WORK REQUIRED:
Pick out each line in the data below that contains the word "Query" and copy those lines.

MATERIAL FOR THE TASK:
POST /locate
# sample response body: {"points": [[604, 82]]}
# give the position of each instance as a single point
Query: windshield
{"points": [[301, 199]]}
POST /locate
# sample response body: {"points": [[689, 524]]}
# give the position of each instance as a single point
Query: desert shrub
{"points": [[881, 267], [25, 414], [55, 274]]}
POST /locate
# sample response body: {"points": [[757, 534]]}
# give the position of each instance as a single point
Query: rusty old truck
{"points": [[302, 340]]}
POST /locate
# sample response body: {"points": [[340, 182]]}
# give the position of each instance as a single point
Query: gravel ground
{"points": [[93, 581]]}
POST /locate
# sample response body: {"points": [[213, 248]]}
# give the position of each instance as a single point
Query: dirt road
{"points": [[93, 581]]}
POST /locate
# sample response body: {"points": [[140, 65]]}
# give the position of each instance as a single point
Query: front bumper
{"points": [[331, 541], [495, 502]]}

...

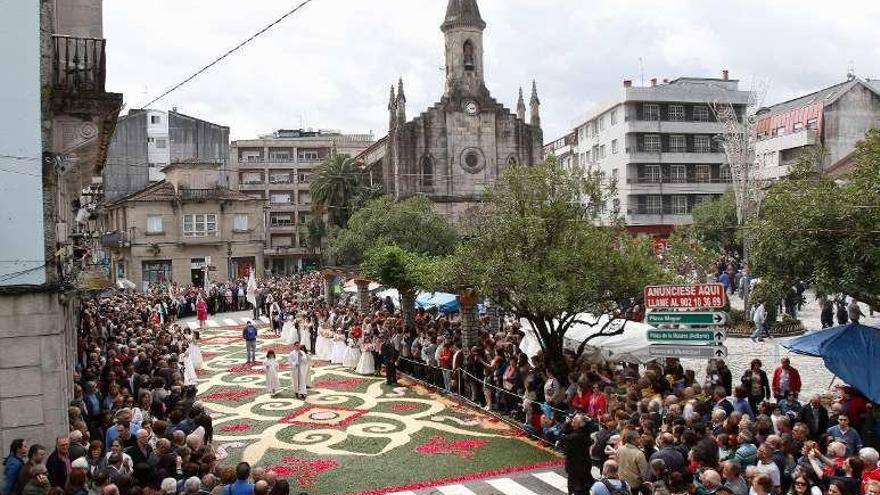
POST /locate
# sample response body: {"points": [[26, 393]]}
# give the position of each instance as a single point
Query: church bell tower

EXERCISE ANSWER:
Query: windshield
Query: desert shrub
Query: rusty old truck
Query: gravel ground
Query: dirt road
Query: front bumper
Query: church bell tower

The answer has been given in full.